> [WHAT THIS TASK INVOLVES]
Give a verbatim copy of the lines below, minus the pictures.

[Start of Attachment]

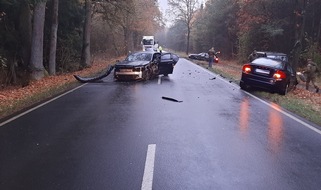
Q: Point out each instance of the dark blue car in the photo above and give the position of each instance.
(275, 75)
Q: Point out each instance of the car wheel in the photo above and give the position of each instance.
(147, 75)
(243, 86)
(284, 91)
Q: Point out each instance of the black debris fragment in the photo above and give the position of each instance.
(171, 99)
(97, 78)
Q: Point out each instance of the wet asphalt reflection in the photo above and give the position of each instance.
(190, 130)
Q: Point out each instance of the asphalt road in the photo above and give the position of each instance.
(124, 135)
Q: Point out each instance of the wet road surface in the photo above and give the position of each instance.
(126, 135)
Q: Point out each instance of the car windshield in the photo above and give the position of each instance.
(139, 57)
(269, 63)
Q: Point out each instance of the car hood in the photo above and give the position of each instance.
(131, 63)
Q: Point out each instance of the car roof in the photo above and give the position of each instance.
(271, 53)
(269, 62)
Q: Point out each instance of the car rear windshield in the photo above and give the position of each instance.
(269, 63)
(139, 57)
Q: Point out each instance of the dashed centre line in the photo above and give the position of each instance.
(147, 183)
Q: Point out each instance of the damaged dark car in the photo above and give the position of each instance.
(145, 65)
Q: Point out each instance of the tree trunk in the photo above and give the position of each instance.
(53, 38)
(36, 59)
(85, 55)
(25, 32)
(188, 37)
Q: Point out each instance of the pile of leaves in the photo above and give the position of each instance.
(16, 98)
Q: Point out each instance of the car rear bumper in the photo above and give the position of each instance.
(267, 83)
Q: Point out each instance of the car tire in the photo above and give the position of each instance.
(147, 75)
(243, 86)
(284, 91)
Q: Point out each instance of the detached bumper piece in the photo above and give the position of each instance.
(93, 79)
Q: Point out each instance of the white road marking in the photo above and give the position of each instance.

[End of Attachment]

> [REPLY TO THE EXERCISE]
Q: Point out each instance of the dark blue car in the photo above and give the position of each instance.
(275, 75)
Q: Point out each instance of the car wheel in the photo above and give the position of each instance.
(147, 75)
(243, 86)
(284, 91)
Q: Point out each instance of the black debris fragment in the photo above and give the position of each instance.
(171, 99)
(97, 78)
Q: Point out each instance of the wet asphalt reflection in the photo above and give the position of each instance.
(190, 130)
Q: Point out each instance of the asphalt road in the photo above and give the position of each instance.
(124, 135)
Q: Point out each instance of the wet road surface in the photo above and give the position of each instance.
(126, 135)
Q: Point out each instance of the car windshield in the photo above and give the position of each instance.
(139, 57)
(269, 63)
Q: Point out each instance of the car hood in the photo above and give the position of each instance.
(131, 63)
Q: Point out each instance of the car roof in the photo above and give the position of each instance.
(271, 53)
(269, 62)
Q: Point out each instance of the car rear windshield in the photo above and give the position of each instance.
(269, 63)
(139, 57)
Q: Point out each instance of the dashed centre line in the photo above and give the position of each instance.
(147, 183)
Q: Point out each instance of the damaged dark car in the photo above and give the position of each instance.
(145, 65)
Q: Point out each instance of the tree trunk in the photo above and give the position of each instance.
(53, 38)
(36, 59)
(85, 55)
(25, 32)
(188, 37)
Q: Point out each instance of the pile of leaves in the photo above and give the position of each instance.
(16, 98)
Q: Point out each instance of the car rear bumper in the photo above and give the position of each instance.
(267, 83)
Q: Point out each instance of the car tire in the photo above and give the position of each instance.
(147, 75)
(243, 86)
(284, 91)
Q: Point out each instance of the detached bumper piece in the photo above and give the position of each instance.
(93, 79)
Q: Point out each instance of the white road marking in the photo above and give the position of each instance.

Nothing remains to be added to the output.